**GIVEN PROBLEM 1:** Edit the letters to the editor, starting at "We feel lucky" and ending at "important spiritual site.", and write that span out with "celebration" changed to "festival".

We feel lucky to live near a culture whose holiday so inspires us. We in no way feel this celebration is meant as an appropriation of a living religion. We see this as an opportunity to come together in all our varied media and create a truly unique expression of the mortality we all share.

--Nadia Hagen

Jeff Thomas

Matt Marcus

Peak Performance

To the Editor,

The Tucson Weekly's Skinny column has seriously misrepresented the Tohono O'odham Nation and our religious interests in "Pastor's Baboquivari Gamble" (October 15). Since 1916, we have struggled to have the eastern side of Baboquivari returned to us. Our struggle is not a matter of "spin"; rather, it is one in which we seek to change historical decisions that effected a loss of our most important spiritual site.

Your article cavalierly states that with the return of Baboquivari to the Tohono O'odham Nation you may be "treated to the Desert Diamond Baboquivari Casino." Your statement implies that we have only one objective--construction of a casino on our most sacred site. You also state that we are "not interested in maintaining the protections now in place" and Congressman Pastor was "flush to hand over the land without any guarantees for environmental protection." These statements are not only false, but in light of the significance of Baboquivari such statements are particularly offensive. What is missing from The Skinny is an objective analysis of the facts that led to H.R. 4119, "The Baboquivari Religious Restoration Act of 1998." Here are the facts.

**GIVEN PROBLEM 2:** How many lines in the entries below contain the string "leafy"? Give only the number.

(Pointing entries)
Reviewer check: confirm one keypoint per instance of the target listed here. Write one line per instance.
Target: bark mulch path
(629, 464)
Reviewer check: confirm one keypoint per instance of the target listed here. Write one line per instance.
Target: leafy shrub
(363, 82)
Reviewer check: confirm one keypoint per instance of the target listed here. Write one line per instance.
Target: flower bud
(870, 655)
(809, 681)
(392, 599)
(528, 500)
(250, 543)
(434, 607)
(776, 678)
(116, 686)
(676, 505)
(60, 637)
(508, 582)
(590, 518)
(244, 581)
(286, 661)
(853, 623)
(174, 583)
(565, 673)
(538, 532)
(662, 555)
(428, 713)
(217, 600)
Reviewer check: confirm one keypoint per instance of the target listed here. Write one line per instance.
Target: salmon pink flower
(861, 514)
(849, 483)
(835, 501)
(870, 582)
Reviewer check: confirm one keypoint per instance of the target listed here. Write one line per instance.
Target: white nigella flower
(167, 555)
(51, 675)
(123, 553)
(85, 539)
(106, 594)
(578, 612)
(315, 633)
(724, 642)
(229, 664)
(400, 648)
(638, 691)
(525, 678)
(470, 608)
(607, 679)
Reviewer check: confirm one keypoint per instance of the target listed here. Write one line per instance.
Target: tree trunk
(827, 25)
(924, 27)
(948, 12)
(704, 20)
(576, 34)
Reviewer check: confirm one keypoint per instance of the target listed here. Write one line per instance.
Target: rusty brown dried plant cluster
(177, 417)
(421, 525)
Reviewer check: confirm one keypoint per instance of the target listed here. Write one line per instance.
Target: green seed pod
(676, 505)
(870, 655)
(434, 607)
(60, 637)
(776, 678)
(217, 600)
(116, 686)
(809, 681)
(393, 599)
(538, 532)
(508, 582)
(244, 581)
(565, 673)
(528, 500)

...

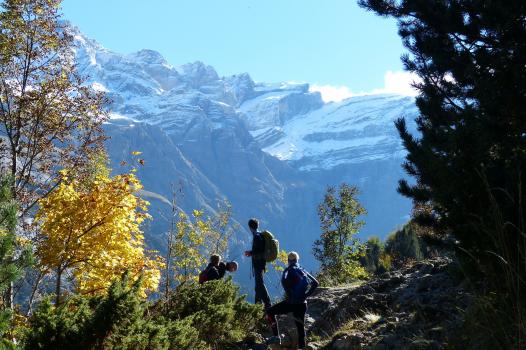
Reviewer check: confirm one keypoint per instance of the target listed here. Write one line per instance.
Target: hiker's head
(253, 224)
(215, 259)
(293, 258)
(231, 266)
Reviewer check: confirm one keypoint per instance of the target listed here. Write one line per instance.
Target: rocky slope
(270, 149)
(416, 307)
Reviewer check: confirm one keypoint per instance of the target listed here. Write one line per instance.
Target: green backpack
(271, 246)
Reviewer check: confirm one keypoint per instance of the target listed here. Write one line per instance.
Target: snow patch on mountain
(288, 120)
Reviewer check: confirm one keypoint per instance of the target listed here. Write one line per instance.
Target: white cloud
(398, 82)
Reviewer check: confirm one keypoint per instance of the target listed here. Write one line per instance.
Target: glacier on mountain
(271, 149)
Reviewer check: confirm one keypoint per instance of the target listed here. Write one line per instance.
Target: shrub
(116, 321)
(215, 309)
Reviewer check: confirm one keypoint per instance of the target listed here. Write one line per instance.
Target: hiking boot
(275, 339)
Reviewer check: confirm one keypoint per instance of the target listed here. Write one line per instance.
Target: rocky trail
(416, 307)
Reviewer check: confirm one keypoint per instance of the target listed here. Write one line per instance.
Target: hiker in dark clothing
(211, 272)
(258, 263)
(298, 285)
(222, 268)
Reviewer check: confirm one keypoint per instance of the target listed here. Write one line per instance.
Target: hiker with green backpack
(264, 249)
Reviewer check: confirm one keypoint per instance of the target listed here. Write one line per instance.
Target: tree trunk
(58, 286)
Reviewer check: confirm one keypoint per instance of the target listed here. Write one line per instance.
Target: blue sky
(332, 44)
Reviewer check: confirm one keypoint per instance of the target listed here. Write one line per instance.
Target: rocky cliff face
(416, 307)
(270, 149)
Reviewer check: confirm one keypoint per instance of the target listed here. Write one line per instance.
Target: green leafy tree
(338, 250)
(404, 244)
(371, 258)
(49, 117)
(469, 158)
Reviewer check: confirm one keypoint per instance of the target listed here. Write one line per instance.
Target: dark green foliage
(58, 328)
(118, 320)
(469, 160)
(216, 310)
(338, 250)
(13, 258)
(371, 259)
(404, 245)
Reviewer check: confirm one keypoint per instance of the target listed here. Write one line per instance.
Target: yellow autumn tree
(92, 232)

* * *

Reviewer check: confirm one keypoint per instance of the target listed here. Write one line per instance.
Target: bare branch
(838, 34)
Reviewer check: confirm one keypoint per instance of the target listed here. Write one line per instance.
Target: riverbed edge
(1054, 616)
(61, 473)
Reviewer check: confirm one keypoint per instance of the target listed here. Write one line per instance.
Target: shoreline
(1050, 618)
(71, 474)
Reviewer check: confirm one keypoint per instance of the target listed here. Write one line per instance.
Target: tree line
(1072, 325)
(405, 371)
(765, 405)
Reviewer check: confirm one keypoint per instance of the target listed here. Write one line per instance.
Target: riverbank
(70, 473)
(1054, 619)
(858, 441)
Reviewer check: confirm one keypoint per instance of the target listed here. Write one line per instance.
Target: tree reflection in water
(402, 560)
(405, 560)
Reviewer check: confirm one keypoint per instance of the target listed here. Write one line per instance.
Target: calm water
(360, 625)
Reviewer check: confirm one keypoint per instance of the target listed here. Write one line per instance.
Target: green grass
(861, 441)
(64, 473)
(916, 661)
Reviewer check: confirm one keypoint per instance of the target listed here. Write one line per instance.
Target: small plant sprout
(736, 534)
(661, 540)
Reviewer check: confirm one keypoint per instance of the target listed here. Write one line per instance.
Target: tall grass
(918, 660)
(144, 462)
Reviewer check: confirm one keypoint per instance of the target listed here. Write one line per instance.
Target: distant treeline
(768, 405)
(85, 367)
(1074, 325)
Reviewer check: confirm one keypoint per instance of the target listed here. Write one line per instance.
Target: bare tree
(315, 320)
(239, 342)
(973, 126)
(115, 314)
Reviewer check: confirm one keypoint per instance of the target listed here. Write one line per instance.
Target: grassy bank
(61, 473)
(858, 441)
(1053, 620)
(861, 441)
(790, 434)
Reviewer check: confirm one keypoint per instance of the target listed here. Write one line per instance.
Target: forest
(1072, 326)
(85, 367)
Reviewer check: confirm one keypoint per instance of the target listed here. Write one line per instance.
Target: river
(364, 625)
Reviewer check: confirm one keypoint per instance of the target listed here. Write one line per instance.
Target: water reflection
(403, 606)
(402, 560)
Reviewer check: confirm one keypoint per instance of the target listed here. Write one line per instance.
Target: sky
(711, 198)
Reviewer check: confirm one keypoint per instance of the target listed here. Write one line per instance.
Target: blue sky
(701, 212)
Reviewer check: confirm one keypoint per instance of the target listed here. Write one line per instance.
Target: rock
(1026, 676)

**WORKED SOLUTION 1:**
We feel lucky to live near a culture whose holiday so inspires us. We in no way feel this festival is meant as an appropriation of a living religion. We see this as an opportunity to come together in all our varied media and create a truly unique expression of the mortality we all share.

--Nadia Hagen

Jeff Thomas

Matt Marcus

Peak Performance

To the Editor,

The Tucson Weekly's Skinny column has seriously misrepresented the Tohono O'odham Nation and our religious interests in "Pastor's Baboquivari Gamble" (October 15). Since 1916, we have struggled to have the eastern side of Baboquivari returned to us. Our struggle is not a matter of "spin"; rather, it is one in which we seek to change historical decisions that effected a loss of our most important spiritual site.

**WORKED SOLUTION 2:** 2